What follows is a set of entries. Give them again exactly, without the pictures.
=== RECORDS SHOWN ===
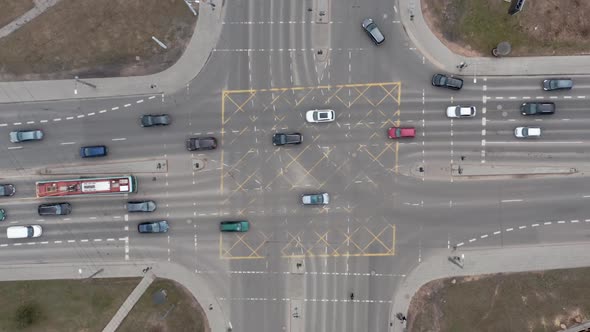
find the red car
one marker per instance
(397, 132)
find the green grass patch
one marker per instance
(179, 313)
(537, 301)
(61, 305)
(542, 28)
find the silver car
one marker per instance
(26, 135)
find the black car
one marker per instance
(447, 82)
(558, 84)
(537, 108)
(201, 143)
(55, 209)
(93, 151)
(7, 190)
(150, 120)
(373, 31)
(142, 206)
(153, 227)
(283, 139)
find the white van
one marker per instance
(23, 232)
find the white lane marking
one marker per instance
(537, 142)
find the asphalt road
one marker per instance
(384, 214)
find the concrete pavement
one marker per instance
(194, 58)
(217, 321)
(129, 303)
(439, 55)
(436, 265)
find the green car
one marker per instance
(234, 226)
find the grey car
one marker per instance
(26, 135)
(150, 120)
(373, 31)
(553, 84)
(315, 199)
(7, 190)
(201, 143)
(141, 206)
(537, 108)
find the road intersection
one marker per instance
(395, 205)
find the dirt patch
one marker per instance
(544, 27)
(536, 301)
(12, 9)
(97, 38)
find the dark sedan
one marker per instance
(150, 120)
(445, 81)
(537, 108)
(557, 84)
(283, 139)
(153, 227)
(201, 143)
(7, 190)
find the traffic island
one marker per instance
(489, 170)
(534, 301)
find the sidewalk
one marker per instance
(440, 56)
(198, 287)
(204, 39)
(129, 303)
(483, 261)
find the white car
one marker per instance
(316, 116)
(461, 111)
(525, 132)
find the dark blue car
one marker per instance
(93, 151)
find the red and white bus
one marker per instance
(109, 185)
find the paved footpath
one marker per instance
(204, 39)
(483, 261)
(198, 287)
(439, 55)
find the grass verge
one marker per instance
(475, 27)
(536, 301)
(179, 313)
(61, 305)
(92, 38)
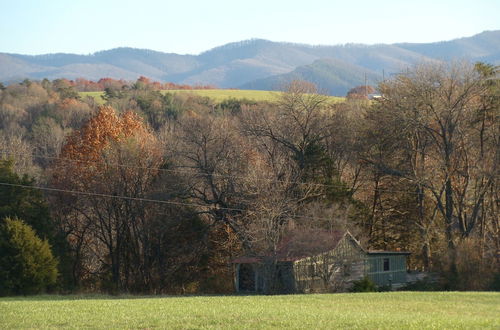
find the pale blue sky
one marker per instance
(190, 27)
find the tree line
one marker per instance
(157, 193)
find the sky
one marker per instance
(191, 27)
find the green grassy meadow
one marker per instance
(393, 310)
(218, 95)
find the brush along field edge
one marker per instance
(408, 310)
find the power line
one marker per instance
(171, 170)
(340, 185)
(140, 199)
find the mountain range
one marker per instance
(254, 64)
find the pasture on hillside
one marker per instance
(391, 310)
(218, 95)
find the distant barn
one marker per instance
(318, 261)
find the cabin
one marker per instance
(318, 261)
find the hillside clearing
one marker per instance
(408, 310)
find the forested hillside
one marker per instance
(256, 64)
(157, 193)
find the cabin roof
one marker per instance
(300, 244)
(377, 252)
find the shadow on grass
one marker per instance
(85, 296)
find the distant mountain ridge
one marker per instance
(255, 63)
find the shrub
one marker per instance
(27, 265)
(364, 285)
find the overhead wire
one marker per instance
(140, 199)
(330, 185)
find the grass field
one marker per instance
(218, 95)
(395, 310)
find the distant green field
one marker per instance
(218, 95)
(395, 310)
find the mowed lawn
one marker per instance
(394, 310)
(219, 95)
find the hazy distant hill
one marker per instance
(257, 64)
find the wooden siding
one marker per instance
(396, 273)
(333, 270)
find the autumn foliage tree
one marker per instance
(111, 166)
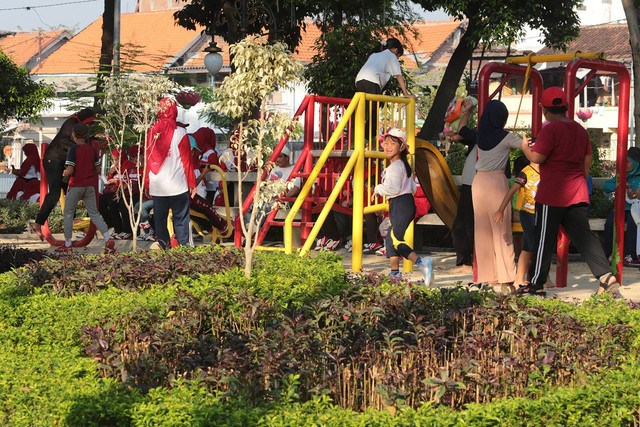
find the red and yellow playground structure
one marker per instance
(340, 166)
(341, 160)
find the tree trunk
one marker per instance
(631, 12)
(434, 123)
(106, 51)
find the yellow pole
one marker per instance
(306, 188)
(358, 188)
(411, 140)
(344, 176)
(554, 58)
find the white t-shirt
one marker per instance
(379, 68)
(283, 173)
(497, 157)
(395, 181)
(171, 179)
(201, 188)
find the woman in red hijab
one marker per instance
(170, 179)
(27, 182)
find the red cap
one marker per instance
(554, 97)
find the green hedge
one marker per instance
(47, 378)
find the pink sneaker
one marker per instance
(320, 243)
(64, 250)
(110, 247)
(332, 245)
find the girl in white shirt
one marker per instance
(398, 186)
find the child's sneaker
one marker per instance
(110, 247)
(425, 265)
(372, 248)
(349, 245)
(320, 243)
(64, 250)
(332, 245)
(631, 261)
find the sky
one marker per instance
(73, 14)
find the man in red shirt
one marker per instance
(563, 151)
(82, 167)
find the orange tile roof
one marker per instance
(612, 39)
(430, 36)
(155, 35)
(21, 47)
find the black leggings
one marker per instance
(574, 219)
(402, 210)
(53, 171)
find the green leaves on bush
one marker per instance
(301, 343)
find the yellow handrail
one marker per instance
(329, 204)
(306, 188)
(553, 58)
(356, 163)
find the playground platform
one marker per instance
(580, 283)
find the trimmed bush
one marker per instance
(298, 346)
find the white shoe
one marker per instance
(425, 265)
(320, 243)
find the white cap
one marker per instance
(286, 151)
(396, 133)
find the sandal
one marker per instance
(36, 228)
(531, 289)
(610, 284)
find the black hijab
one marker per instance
(491, 125)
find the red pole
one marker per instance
(623, 135)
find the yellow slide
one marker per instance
(436, 181)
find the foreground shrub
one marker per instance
(12, 256)
(131, 270)
(367, 348)
(14, 215)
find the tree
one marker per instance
(106, 49)
(226, 17)
(632, 11)
(130, 107)
(259, 70)
(493, 21)
(20, 97)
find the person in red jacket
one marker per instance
(27, 183)
(169, 178)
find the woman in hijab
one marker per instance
(631, 232)
(53, 164)
(170, 178)
(493, 242)
(27, 183)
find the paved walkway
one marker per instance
(580, 283)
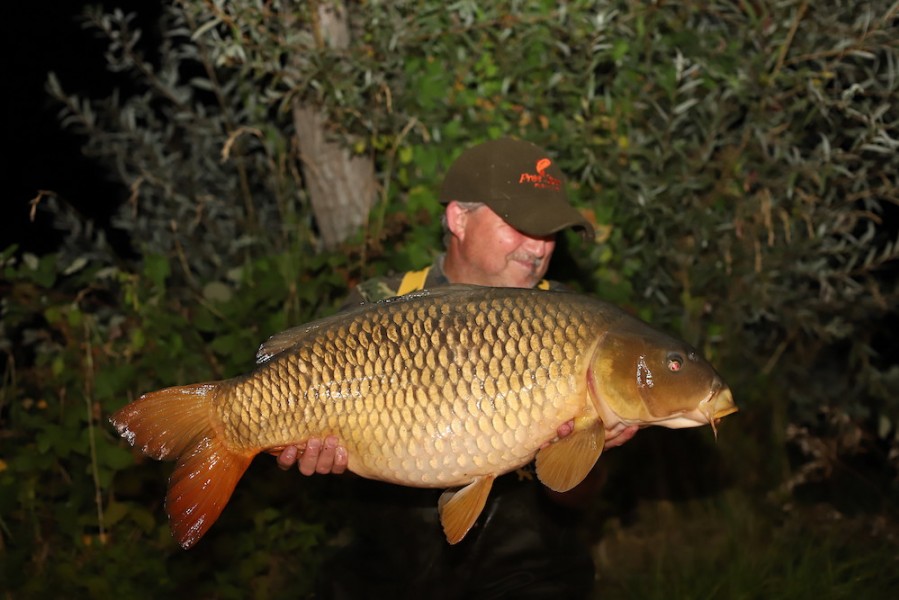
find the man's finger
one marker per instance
(309, 459)
(287, 458)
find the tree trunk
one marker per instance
(342, 188)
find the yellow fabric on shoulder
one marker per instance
(413, 281)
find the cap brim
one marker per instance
(548, 222)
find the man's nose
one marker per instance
(539, 246)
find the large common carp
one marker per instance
(446, 388)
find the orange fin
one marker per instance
(461, 508)
(176, 424)
(566, 462)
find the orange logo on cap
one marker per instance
(541, 179)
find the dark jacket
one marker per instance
(522, 546)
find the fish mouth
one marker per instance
(718, 405)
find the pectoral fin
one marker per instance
(459, 509)
(565, 463)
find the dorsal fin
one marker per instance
(287, 339)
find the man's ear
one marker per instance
(456, 219)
===
YOUR SOLUTION.
find the red car
one marker per instance
(397, 132)
find the green grass patch
one marker per instance
(179, 313)
(537, 301)
(61, 305)
(542, 28)
find the silver car
one marker per instance
(26, 135)
find the black car
one marker per instance
(447, 82)
(558, 84)
(537, 108)
(201, 143)
(55, 209)
(93, 151)
(7, 190)
(150, 120)
(373, 31)
(142, 206)
(153, 227)
(283, 139)
find the white van
one marker per instance
(23, 232)
find the white lane marking
one marker per instance
(537, 142)
find the asphalt road
one marker per instance
(384, 214)
find the concrete pavement
one marker per instance
(194, 58)
(217, 321)
(129, 303)
(439, 55)
(436, 265)
find the green car
one marker per instance
(234, 226)
find the grey car
one marker per instance
(26, 135)
(150, 120)
(373, 31)
(553, 84)
(315, 199)
(7, 190)
(201, 143)
(141, 206)
(537, 108)
find the road intersection
one marker per instance
(395, 205)
find the dirt patch
one marker per instance
(544, 27)
(536, 301)
(12, 9)
(97, 38)
find the dark sedan
one marker per instance
(150, 120)
(445, 81)
(537, 108)
(557, 84)
(283, 139)
(153, 227)
(201, 143)
(7, 190)
find the traffic island
one marker per instance
(489, 170)
(534, 301)
find the sidewalk
one marker per instance
(440, 56)
(198, 287)
(204, 39)
(129, 303)
(483, 261)
find the white car
one marker per instance
(316, 116)
(461, 111)
(525, 132)
find the dark blue car
one marker per instance
(93, 151)
find the red and white bus
one marker per instance
(109, 185)
find the paved footpath
one marker per instance
(204, 39)
(483, 261)
(198, 287)
(439, 55)
find the grass verge
one marker per instance
(475, 27)
(536, 301)
(179, 313)
(61, 305)
(92, 38)
find the pale blue sky
one marker per instance
(190, 27)
find the tree line
one marker per instance
(157, 193)
find the sky
one marker per instance
(191, 27)
find the green grassy meadow
one marker per instance
(393, 310)
(218, 95)
find the brush along field edge
one marker per instance
(408, 310)
find the power line
one marker per instance
(171, 170)
(340, 185)
(140, 199)
find the mountain range
one marker per instance
(254, 64)
find the pasture on hillside
one marker per instance
(391, 310)
(218, 95)
find the distant barn
one marker per instance
(318, 261)
find the cabin
one marker per instance
(318, 261)
find the hillside clearing
one marker per instance
(408, 310)
find the forested hillside
one marker per instance
(256, 64)
(157, 193)
find the cabin roof
one marker per instance
(300, 244)
(377, 252)
find the shadow on grass
one marker per instance
(85, 296)
find the distant mountain ridge
one marker per instance
(255, 63)
find the shrub
one marker per instance
(27, 265)
(364, 285)
find the overhead wire
one marker per instance
(140, 199)
(330, 185)
find the grass field
one marker per instance
(218, 95)
(395, 310)
find the distant green field
one marker per instance
(218, 95)
(395, 310)
find the mowed lawn
one marker per instance
(394, 310)
(219, 95)
find the hazy distant hill
one marker per instance
(257, 64)
find the wooden siding
one marker per instance
(396, 273)
(333, 270)
find the autumn foliage tree
one marker per instance
(111, 166)
find the red and yellow playground structure
one marker per instance
(340, 166)
(341, 160)
find the tree trunk
one marker per instance
(631, 12)
(434, 123)
(106, 51)
find the yellow pole
one marker per instance
(306, 188)
(358, 188)
(411, 140)
(344, 176)
(554, 58)
find the white t-shirt
one marker per instance
(379, 68)
(283, 173)
(497, 157)
(395, 181)
(171, 179)
(201, 188)
find the woman in red hijab
one marker per instance
(170, 179)
(27, 182)
find the red cap
one marker per instance
(554, 97)
find the green hedge
one marker per instance
(47, 378)
find the pink sneaker
one marker per instance
(320, 243)
(64, 250)
(110, 247)
(332, 245)
find the girl in white shirt
one marker per instance
(398, 186)
find the child's sneaker
one marker per instance
(110, 247)
(425, 265)
(372, 248)
(349, 245)
(320, 243)
(64, 250)
(332, 245)
(631, 261)
find the sky
one marker per instance
(73, 14)
find the man in red shirt
one marker per instance
(563, 151)
(82, 167)
find the orange tile roof
one marker per instance
(612, 39)
(430, 36)
(155, 35)
(21, 47)
find the black leggings
one marker per instance
(574, 219)
(402, 210)
(53, 171)
find the green leaves on bush
one marker per instance
(301, 343)
find the yellow handrail
one marker per instance
(329, 204)
(306, 188)
(553, 58)
(356, 163)
find the playground platform
one marker per instance
(580, 283)
find the trimmed bush
one marker per instance
(298, 346)
find the white shoe
one marker per instance
(425, 265)
(320, 243)
find the white cap
one marker per instance
(286, 151)
(396, 133)
find the sandal
one marker per instance
(36, 228)
(531, 289)
(610, 284)
find the black hijab
one marker per instance
(491, 125)
find the red pole
one marker per instance
(623, 135)
find the yellow slide
one marker per instance
(436, 181)
find the foreground shrub
one marker per instance
(12, 256)
(131, 270)
(367, 348)
(14, 215)
find the tree
one marker per instance
(106, 49)
(226, 17)
(632, 11)
(130, 107)
(259, 70)
(493, 21)
(20, 97)
find the person in red jacket
one marker per instance
(27, 183)
(169, 178)
find the woman in hijab
one marker per instance
(631, 232)
(53, 164)
(170, 178)
(493, 242)
(27, 183)
find the paved walkway
one marker per instance
(580, 283)
find the man's finger
one marker per instance
(309, 459)
(287, 458)
find the tree trunk
one marker per instance
(342, 188)
find the yellow fabric on shoulder
one marker per instance
(413, 281)
find the cap brim
one marker per instance
(548, 222)
find the man's nose
one marker per instance
(539, 246)
find the large common carp
one marker per instance
(446, 388)
find the orange fin
one marker per instance
(461, 508)
(176, 424)
(566, 462)
find the orange logo on cap
one marker per instance
(541, 179)
find the dark jacket
one marker per instance
(522, 546)
find the fish mouth
one marker per instance
(718, 405)
find the pectoral fin
one marker per instance
(459, 509)
(565, 463)
find the dorsal fin
one marker per instance
(287, 339)
find the man's ear
one marker per instance
(456, 219)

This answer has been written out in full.